Task requirements:
**1)** According to the naloxone passage, how long is the window of time that naloxone provides for further emergency treatment?
**2)** List every name that the naloxone passage gives for the medication.

There are two fundamental questions that bear answering in exploring this topic: “What is Naloxone?”, and “What is relapse prevention?” If you have been around those in recovery, been to treatment or have ever experienced a non-lethal overdose, you are likely familiar with these concepts.
What is Naloxone?
Put plainly, Naloxone, otherwise known as Narcan or Evzio, is an FDA-approved medication introduced in the early 2000’s that reverses opioid overdoses. Packaged either as a nasal spray or auto-injectable, advances in technology and litigation have gotten this so-called “miracle drug” into the hands of lay people (friends and family of those who struggle with addiction) who in some studies, claimed to have successfully reversed 25,000 opioid overdoses in the eighteen years between 1996 and 2014.
Naloxone works by restoring breathing to individuals experiencing the depressive effects of high doses of opioids, where breathing slows, and lack of oxygen to the brain causes the body’s organs to begin shutting down. Through a process of binding to the opioid receptors, thus blocking the further effects of any other dosage, naloxone provides individuals with a 30 to 90 minute window of time where they are able to receive further emergency treatment.

Saved entries
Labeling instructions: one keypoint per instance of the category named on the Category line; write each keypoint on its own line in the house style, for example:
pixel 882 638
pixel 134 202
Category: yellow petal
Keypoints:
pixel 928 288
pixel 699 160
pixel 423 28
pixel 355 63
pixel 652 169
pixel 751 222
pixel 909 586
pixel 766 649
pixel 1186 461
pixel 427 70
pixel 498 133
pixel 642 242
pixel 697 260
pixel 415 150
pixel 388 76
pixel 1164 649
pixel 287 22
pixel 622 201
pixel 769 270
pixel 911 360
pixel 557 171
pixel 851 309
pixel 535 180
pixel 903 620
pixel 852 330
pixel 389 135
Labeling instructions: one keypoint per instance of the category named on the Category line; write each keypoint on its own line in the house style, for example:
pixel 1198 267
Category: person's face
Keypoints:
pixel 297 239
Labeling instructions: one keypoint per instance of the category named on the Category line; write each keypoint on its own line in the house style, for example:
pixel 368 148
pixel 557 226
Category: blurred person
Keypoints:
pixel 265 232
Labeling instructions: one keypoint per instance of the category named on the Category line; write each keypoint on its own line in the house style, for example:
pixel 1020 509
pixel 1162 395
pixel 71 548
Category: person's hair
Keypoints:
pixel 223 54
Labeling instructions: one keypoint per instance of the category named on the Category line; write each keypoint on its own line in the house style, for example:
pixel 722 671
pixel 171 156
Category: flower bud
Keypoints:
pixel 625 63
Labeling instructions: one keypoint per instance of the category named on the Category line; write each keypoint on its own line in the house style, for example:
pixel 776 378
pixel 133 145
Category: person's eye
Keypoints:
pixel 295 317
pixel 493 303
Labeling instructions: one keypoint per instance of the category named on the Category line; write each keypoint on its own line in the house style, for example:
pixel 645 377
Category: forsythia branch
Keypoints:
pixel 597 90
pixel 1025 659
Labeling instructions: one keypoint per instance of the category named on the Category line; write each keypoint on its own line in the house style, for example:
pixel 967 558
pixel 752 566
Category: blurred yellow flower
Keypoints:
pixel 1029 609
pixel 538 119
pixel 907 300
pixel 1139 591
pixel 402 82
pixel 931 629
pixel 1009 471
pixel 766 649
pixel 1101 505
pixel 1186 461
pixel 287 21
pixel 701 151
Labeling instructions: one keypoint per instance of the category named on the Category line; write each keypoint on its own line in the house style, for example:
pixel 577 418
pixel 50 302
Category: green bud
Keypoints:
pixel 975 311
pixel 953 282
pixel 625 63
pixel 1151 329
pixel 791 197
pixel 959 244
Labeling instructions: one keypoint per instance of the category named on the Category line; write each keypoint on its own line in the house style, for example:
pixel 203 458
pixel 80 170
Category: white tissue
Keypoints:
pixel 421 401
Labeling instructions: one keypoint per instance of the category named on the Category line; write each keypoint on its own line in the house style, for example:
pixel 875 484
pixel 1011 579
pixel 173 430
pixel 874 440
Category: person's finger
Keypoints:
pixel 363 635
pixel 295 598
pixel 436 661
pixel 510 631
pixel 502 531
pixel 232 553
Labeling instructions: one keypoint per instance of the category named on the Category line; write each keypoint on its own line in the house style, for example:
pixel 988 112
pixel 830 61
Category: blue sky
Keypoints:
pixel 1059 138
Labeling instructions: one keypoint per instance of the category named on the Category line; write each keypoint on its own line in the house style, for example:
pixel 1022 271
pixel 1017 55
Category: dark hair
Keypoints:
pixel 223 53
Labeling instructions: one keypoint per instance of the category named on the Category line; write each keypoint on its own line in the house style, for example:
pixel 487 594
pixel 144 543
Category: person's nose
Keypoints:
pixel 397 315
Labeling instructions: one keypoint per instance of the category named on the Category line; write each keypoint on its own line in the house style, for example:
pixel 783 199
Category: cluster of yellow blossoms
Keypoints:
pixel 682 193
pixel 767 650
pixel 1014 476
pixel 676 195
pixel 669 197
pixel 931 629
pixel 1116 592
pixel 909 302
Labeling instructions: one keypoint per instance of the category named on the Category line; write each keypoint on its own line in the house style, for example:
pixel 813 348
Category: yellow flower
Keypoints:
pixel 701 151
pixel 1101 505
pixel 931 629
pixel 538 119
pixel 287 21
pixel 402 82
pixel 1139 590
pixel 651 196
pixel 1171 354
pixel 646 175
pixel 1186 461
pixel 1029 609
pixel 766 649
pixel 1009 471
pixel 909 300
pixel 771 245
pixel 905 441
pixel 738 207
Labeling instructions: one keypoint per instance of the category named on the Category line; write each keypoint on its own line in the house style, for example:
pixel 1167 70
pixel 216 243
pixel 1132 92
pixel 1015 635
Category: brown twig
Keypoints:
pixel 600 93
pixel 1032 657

Answers for the tasks:
**1)** 30 to 90 minutes.

**2)** Naloxone, Narcan, Evzio